= Problem statement =
Copy out the rows below from the line containing "of the bare" through the line containing "pixel 63 26", both included, reproducing each line without any change.

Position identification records
========================================

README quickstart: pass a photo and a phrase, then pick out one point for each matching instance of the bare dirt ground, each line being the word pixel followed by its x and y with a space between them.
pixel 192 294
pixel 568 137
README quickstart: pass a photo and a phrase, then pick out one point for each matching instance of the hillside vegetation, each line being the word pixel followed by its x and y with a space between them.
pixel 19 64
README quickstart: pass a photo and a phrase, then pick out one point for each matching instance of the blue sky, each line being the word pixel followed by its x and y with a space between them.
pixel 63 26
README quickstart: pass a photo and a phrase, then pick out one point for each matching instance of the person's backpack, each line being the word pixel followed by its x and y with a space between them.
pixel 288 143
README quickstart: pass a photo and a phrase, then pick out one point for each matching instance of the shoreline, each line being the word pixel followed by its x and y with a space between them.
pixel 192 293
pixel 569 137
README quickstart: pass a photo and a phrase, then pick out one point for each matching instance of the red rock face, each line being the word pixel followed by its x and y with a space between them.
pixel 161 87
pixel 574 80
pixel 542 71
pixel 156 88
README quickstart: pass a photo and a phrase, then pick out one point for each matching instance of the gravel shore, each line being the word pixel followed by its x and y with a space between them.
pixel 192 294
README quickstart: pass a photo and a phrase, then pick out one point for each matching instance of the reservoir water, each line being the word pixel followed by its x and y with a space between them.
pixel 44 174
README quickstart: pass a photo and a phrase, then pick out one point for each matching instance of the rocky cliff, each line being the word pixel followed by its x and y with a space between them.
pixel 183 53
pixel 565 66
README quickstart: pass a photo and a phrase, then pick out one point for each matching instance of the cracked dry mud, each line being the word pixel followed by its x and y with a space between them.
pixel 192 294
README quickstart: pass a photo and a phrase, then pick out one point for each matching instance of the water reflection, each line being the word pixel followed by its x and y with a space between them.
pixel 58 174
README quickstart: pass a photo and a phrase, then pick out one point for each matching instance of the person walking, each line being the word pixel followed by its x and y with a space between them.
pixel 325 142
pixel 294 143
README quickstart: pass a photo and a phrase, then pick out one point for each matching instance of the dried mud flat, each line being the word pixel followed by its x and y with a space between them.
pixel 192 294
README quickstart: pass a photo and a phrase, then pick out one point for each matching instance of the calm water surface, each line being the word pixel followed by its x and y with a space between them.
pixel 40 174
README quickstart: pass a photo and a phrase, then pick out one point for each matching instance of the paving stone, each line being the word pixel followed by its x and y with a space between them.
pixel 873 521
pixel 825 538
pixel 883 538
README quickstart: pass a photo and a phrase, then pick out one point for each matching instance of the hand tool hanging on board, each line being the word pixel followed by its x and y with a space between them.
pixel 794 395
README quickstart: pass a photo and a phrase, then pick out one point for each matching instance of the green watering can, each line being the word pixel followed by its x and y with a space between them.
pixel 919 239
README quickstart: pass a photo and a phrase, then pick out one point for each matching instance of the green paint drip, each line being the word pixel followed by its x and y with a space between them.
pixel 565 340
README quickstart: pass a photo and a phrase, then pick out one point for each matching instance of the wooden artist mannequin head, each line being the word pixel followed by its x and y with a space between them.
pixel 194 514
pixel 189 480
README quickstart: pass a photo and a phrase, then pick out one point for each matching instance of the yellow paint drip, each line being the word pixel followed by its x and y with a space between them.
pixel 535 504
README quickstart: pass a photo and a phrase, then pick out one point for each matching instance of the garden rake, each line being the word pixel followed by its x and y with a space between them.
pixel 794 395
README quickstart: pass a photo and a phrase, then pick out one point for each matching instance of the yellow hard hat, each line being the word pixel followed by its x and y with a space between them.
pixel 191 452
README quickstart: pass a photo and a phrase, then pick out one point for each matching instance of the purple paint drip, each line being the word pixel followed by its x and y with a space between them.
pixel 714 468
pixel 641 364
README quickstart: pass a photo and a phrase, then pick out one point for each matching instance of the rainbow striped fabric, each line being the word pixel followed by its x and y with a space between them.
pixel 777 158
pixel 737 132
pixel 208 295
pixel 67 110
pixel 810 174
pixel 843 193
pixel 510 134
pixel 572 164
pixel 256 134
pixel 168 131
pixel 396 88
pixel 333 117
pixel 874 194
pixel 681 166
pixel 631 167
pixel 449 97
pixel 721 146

========================================

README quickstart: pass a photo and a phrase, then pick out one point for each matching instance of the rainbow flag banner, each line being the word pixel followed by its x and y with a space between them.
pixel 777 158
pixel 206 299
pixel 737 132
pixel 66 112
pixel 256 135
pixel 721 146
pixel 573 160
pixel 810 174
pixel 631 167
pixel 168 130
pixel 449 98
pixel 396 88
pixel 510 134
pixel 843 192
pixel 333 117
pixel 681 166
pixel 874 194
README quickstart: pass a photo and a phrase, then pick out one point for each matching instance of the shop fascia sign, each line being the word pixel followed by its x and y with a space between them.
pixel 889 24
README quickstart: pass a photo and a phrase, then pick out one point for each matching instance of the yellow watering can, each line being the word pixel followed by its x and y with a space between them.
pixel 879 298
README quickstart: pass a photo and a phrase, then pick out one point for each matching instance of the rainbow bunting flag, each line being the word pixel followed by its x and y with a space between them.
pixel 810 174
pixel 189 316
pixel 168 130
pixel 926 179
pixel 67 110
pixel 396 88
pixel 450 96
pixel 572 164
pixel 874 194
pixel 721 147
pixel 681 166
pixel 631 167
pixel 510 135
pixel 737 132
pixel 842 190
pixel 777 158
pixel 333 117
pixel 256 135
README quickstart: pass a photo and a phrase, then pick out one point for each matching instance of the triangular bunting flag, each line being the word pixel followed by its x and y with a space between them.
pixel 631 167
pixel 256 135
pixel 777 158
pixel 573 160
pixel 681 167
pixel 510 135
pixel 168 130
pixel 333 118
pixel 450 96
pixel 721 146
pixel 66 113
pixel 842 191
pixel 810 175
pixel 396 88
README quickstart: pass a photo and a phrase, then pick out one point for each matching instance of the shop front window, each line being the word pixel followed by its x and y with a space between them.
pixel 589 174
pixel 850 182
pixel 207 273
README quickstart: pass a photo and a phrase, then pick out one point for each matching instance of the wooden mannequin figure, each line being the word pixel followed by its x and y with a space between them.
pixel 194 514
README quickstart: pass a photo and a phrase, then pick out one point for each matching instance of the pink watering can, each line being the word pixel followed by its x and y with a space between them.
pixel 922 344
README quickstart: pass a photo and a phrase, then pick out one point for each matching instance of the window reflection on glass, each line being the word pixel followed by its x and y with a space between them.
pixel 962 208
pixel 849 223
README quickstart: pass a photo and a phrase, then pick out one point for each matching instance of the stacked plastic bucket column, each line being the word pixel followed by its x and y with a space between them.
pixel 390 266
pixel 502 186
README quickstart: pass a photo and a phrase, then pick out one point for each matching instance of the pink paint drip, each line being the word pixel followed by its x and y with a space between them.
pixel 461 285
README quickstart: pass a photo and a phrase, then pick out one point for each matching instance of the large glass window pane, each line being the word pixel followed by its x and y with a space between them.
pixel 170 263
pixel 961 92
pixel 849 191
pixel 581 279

========================================

= Answer to the problem =
README quickstart: pass a photo and a phrase, then pick out one point for each matching instance of the bare dirt ground, each line being the word pixel followed by its x and y with a space between them.
pixel 192 294
pixel 568 137
README quickstart: pass a photo and a phrase, then pick out one point for each matching instance of the hillside vegetation, each line being the word pixel followed by its x and y with a space between them.
pixel 19 64
README quickstart: pass a photo and a phrase, then pick out one point for each matching instance of the blue sky, each line being the word pixel followed by its x and y with a space between them.
pixel 63 26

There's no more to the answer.